▶ **Goal a**: Reproduce the rows verbatim, starting at the first row and ending at the line that contains "x=506, y=133".

▶ **Page text**:
Now if it is asked how burdens were placed upon him as if he were a beast, we must say that this case is analogous to that of which S. Augustine speaks in his De Ciuitate Dei, Book XVIII, chapter 17, where he tells of the tavern women who changed their guests into beasts of burden; and to that of the father Praestantius, who thought he was a pack-horse and carried corn with other animals. For the delusion caused by this glamour was threefold.

First in its effect on the men who saw the young man not as a man but as an ass; and it is shown above in Chapter VIII how devils can easily cause this. Secondly, those burdens were no illusion; abut when they were beyond the strength of the young man, the devil invisible carried them. Thirdly, that when he was consorting with others, the young man himself considered in his imagination and perceptive faculties at least, which are faculties belonging to the bodily organs, that he was an ass; but not in his reason: for he as not so bound but that he knew himself to be a man, although he was magically deluded into imagining himself a beast. Nabuchodonosor provides an example of the same delusion.

▶ **Goal b**: Write out the portion of the passage about the young man seen as an ass, starting at "First in its" and ending at "the same delusion.", with no changes.

▶ **Listed entries**:
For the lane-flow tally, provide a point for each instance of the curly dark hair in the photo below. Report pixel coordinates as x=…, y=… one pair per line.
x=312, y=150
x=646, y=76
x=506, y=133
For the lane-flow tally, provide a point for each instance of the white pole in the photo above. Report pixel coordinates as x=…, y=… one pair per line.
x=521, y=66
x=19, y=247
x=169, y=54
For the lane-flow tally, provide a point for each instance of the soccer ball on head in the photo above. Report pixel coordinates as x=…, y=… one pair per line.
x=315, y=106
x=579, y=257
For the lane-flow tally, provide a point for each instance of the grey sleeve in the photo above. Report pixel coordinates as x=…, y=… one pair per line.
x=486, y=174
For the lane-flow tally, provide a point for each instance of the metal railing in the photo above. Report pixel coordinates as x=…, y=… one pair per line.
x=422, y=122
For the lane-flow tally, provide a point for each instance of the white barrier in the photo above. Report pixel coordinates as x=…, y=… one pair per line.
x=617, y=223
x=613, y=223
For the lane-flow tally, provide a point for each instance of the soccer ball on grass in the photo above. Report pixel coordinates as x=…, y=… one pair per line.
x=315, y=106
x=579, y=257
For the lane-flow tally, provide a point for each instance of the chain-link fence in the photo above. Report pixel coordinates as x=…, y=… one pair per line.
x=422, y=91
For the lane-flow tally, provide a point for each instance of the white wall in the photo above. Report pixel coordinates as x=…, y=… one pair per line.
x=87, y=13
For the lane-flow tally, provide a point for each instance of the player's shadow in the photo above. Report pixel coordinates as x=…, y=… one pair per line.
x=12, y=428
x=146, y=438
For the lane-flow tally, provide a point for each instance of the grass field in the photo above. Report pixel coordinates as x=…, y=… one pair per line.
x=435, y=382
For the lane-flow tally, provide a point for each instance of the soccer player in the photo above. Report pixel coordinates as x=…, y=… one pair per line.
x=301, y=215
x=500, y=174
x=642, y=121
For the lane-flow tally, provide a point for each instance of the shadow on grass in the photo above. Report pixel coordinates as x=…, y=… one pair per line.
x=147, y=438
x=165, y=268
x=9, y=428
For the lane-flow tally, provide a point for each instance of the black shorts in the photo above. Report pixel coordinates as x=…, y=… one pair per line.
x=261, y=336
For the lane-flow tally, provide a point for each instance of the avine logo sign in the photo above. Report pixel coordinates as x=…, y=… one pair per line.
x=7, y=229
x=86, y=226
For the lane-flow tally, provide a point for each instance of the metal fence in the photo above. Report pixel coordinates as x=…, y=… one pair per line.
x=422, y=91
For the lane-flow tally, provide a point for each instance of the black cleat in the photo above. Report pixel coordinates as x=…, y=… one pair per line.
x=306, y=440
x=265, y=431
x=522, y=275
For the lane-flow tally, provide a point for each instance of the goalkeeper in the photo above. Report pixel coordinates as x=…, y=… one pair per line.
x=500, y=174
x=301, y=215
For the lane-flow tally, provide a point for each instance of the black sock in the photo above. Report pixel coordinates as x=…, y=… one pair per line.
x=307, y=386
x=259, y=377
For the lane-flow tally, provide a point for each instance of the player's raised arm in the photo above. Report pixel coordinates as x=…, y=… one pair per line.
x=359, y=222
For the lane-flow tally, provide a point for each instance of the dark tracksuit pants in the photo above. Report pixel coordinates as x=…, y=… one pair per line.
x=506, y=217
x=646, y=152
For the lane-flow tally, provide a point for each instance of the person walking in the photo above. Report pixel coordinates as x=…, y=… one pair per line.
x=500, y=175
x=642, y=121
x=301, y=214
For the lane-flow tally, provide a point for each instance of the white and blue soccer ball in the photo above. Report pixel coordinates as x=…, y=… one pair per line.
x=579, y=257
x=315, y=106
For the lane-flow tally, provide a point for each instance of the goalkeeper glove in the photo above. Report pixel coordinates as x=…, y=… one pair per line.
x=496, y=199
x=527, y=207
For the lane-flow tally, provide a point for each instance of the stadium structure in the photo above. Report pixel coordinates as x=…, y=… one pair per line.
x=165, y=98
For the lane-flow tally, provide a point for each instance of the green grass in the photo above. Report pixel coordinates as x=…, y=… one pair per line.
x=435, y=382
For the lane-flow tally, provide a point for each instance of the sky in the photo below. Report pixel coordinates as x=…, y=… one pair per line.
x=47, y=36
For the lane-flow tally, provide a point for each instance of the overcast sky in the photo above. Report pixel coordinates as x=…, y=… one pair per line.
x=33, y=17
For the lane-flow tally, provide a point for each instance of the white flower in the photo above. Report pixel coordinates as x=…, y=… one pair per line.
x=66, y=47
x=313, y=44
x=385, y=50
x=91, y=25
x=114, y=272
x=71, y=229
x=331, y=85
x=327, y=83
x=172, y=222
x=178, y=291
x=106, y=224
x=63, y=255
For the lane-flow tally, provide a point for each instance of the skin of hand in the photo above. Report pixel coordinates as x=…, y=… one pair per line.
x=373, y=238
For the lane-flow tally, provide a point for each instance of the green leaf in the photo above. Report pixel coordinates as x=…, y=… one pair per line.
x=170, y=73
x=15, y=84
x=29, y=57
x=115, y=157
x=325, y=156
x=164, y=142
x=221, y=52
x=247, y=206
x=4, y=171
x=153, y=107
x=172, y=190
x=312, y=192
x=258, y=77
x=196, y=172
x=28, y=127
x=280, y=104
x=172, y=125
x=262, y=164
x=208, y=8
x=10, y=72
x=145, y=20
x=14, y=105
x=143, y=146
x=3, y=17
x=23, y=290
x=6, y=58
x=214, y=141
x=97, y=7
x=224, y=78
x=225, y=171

▶ **Full response a**:
For the lane-flow tally, provide a point for each instance of the curly dark hair in the photo below. Report pixel coordinates as x=…, y=… one pair per line.
x=312, y=150
x=646, y=76
x=506, y=133

▶ **Full response b**:
First in its effect on the men who saw the young man not as a man but as an ass; and it is shown above in Chapter VIII how devils can easily cause this. Secondly, those burdens were no illusion; abut when they were beyond the strength of the young man, the devil invisible carried them. Thirdly, that when he was consorting with others, the young man himself considered in his imagination and perceptive faculties at least, which are faculties belonging to the bodily organs, that he was an ass; but not in his reason: for he as not so bound but that he knew himself to be a man, although he was magically deluded into imagining himself a beast. Nabuchodonosor provides an example of the same delusion.